Yep, that sounds good.

http://www.pigeons.biz/forums/showthread.php?t=10874


----------



## Lovebirds (Sep 6, 2002)

Have to ask, because more than likely I missed something along the way.....I just CAN NOT keep up with everyone AND their pigeons.........
You said you are releasing 2 (one is too cripled), so that means you've got 3 but are only releasing 2?


----------



## psychopomp (May 5, 2008)

Yes thats right, I am having one of the ones that had a small wing injury checked out first, she seems to fly perfectly to me, but I will make sure. two released, and keep one (badly crippled)....she doesnt really get along with the others as well...and sooner or later i will end up rescuing more anyways!

I just wanted to make sure about the one that was found in a different area..I could release them separately. for all I know she could find her way back to downtown anyways as its only a few miles.

[Segmentation data]

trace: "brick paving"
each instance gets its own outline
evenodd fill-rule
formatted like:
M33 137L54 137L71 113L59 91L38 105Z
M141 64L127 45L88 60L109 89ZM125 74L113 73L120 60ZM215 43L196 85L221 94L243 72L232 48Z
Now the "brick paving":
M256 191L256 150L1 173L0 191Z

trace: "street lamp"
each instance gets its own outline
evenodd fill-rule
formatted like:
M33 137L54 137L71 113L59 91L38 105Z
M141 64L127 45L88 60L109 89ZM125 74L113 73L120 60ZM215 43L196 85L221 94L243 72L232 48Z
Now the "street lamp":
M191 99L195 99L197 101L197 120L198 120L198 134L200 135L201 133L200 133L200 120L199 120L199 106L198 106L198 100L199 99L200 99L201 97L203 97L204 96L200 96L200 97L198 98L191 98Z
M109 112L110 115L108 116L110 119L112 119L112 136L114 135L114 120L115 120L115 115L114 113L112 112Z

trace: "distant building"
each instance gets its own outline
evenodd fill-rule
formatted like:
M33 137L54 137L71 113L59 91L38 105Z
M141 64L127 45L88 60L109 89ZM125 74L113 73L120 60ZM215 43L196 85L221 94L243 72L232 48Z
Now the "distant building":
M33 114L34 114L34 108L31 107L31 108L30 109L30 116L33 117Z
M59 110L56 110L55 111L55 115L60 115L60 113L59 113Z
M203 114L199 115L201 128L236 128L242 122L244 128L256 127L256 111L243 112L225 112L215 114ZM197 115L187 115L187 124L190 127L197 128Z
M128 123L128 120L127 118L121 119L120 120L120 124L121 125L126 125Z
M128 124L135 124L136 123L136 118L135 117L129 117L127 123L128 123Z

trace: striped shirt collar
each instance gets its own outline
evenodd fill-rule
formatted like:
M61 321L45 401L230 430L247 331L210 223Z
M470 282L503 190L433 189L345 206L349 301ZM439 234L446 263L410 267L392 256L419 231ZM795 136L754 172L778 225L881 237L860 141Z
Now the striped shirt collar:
* * *
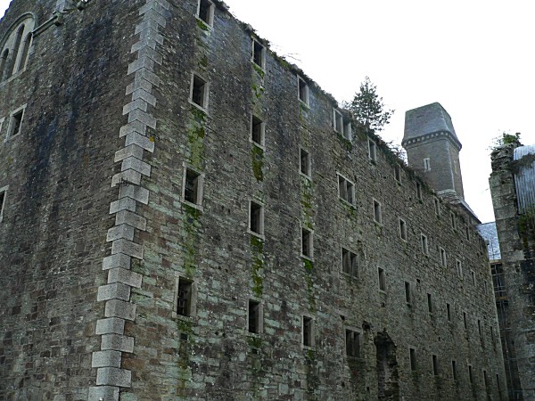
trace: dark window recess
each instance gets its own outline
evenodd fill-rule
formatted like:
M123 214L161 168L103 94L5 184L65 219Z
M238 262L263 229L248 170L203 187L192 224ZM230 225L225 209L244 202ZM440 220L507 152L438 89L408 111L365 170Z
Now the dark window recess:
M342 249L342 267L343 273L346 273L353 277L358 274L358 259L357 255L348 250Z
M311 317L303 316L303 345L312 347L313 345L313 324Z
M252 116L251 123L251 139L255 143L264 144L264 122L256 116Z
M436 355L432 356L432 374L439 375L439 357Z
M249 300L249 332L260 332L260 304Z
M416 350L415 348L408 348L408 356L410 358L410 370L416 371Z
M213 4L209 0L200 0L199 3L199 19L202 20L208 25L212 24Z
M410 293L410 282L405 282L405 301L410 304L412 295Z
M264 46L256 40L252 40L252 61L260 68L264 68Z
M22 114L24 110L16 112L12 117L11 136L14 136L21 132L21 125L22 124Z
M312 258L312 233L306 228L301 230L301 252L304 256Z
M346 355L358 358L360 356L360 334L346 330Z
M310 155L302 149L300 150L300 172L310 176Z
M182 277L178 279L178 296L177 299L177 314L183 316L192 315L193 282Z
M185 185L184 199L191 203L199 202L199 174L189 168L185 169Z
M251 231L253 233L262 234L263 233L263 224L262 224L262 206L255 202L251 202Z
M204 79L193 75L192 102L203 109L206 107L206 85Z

WORK TO COMPLETE »
A - Can you sum up the pigeon forum thread in two sentences?
B - Could you write the next part of the pigeon forum thread, picking up after its final post?
The segmentation data stands apart from the pigeon forum thread and is separate material.

RESULTS FOR EACH TASK »
A - Lovebirds asks whether psychopomp has three pigeons but is releasing only two because one is too crippled, and psychopomp confirms that two will be released and the badly crippled one, which doesn't get along well with the others, will be kept. Psychopomp is having one with a small wing injury checked first, and wonders about releasing the one found in a different area separately, noting she might find her way back downtown since it is only a few miles away.

B -
----------



## Charis (Feb 11, 2007)

She sure could find her way downtown but if you release her form your yard, she will be able to make up her own mind.


----------



## psychopomp (May 5, 2008)

sounds like a plan  am excited and nervous!!will take pics give an update...probably in april if we get a decent spring.

thanks!!!!


----------



## Jaye (Mar 13, 2008)

Always pick the safer place...tempered with familiarity of course, and other intangibles. If you feel your locale is safer, then that is the choice you should go with.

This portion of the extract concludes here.